Experts at Abu Dhabi forum unpack the lessons of COVID-19 pandemic

Experts at Abu Dhabi forum unpack the lessons of COVID-19 pandemic
  • World Policy Conference panel calls out governments for being underprepared for COVID-19 havoc
  • Recommendations made to ensure future pandemics are better handled or stopped in their tracks

ABU DHABI, UAE / BOGOTA, Colombia: The COVID-19 pandemic has disrupted societies the world over, exposing not only the vulnerabilities of national economies, supply chains and health infrastructure, but also the deep social inequities within and among nations.

Experts had long warned the world was woefully underprepared for a pandemic, lacking the necessary preparedness, surveillance, alert systems, early response infrastructure and leadership to prevent a global outbreak.

“The world was not prepared,” Michel Kazatchkine, former executive director of the Global Fund to Fight AIDS, Tuberculosis and Malaria, said at the World Policy Conference (WPC) in Abu Dhabi on Saturday.

“All the public health officials, experts, previous international commissions and review committees had warned of the potential of a new pandemic and urged for robust preparations since the first outbreak of SARS.




Relatives carry the body of a person killed by COVID-19 amid burning pyres of other victims at a cremation ground in New Delhi on April 26, 2021. (AFP file photo)

Instead, governments have spent the past year and a half playing catch-up, squabbling over limited supplies of medical and protective equipment, implementing inconsistent containment measures, and jealously guarding their health data.

→ **MATERIAL SHOWN**:

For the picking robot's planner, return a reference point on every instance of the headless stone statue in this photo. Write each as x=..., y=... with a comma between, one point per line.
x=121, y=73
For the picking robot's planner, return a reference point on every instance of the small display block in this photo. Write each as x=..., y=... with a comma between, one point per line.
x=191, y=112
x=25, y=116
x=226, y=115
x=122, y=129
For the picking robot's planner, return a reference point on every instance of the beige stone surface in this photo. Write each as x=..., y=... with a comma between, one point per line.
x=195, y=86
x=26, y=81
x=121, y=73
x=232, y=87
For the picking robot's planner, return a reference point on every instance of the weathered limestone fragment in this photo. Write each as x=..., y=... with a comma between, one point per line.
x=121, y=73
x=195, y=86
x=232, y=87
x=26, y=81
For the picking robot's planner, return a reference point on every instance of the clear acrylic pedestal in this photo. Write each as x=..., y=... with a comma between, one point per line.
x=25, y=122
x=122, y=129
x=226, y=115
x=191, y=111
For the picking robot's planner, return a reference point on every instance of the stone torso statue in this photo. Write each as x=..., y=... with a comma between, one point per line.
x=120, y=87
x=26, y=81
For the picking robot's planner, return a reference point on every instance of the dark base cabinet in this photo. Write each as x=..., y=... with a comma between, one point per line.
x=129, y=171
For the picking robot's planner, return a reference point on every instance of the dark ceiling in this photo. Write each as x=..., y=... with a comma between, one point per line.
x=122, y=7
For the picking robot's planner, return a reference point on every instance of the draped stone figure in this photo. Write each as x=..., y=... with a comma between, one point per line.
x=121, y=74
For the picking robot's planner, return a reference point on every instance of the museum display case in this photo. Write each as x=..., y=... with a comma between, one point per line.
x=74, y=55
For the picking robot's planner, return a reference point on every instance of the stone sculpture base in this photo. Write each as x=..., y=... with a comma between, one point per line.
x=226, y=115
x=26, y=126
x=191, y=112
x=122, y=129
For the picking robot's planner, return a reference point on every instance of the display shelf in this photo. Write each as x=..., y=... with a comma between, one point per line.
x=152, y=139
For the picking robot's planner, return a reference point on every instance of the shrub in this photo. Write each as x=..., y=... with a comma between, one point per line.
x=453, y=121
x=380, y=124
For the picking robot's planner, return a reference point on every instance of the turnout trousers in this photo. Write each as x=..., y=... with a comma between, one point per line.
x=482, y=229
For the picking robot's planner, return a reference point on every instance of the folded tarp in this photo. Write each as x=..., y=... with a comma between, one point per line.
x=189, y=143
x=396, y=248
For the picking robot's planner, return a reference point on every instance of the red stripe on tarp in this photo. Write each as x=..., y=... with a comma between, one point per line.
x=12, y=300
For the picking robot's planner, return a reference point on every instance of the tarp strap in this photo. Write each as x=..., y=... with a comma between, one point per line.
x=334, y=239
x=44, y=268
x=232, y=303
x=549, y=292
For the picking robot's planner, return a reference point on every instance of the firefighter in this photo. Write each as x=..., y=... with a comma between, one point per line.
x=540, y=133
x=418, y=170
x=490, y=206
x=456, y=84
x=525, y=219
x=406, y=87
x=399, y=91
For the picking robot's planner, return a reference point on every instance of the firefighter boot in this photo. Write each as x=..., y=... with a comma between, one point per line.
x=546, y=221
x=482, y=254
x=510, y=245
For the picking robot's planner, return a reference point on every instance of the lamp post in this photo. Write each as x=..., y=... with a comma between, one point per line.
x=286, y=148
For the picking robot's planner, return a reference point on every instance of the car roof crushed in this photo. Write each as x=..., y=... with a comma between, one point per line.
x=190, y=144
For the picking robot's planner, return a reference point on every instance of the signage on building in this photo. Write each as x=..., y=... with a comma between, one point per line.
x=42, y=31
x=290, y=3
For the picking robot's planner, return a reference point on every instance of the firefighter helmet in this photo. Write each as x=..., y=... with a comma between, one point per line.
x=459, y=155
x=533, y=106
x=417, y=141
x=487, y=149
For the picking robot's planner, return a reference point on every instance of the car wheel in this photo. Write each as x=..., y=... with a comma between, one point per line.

→ **TO DO**: Output the full article on the Abu Dhabi forum and the lessons of COVID-19 again, word for word.

→ **TASK ANSWER**:
Experts at Abu Dhabi forum unpack the lessons of COVID-19 pandemic

Experts at Abu Dhabi forum unpack the lessons of COVID-19 pandemic
  • World Policy Conference panel calls out governments for being underprepared for COVID-19 havoc
  • Recommendations made to ensure future pandemics are better handled or stopped in their tracks

ABU DHABI, UAE / BOGOTA, Colombia: The COVID-19 pandemic has disrupted societies the world over, exposing not only the vulnerabilities of national economies, supply chains and health infrastructure, but also the deep social inequities within and among nations.

Experts had long warned the world was woefully underprepared for a pandemic, lacking the necessary preparedness, surveillance, alert systems, early response infrastructure and leadership to prevent a global outbreak.

“The world was not prepared,” Michel Kazatchkine, former executive director of the Global Fund to Fight AIDS, Tuberculosis and Malaria, said at the World Policy Conference (WPC) in Abu Dhabi on Saturday.

“All the public health officials, experts, previous international commissions and review committees had warned of the potential of a new pandemic and urged for robust preparations since the first outbreak of SARS.




Relatives carry the body of a person killed by COVID-19 amid burning pyres of other victims at a cremation ground in New Delhi on April 26, 2021. (AFP file photo)

Instead, governments have spent the past year and a half playing catch-up, squabbling over limited supplies of medical and protective equipment, implementing inconsistent containment measures, and jealously guarding their health data.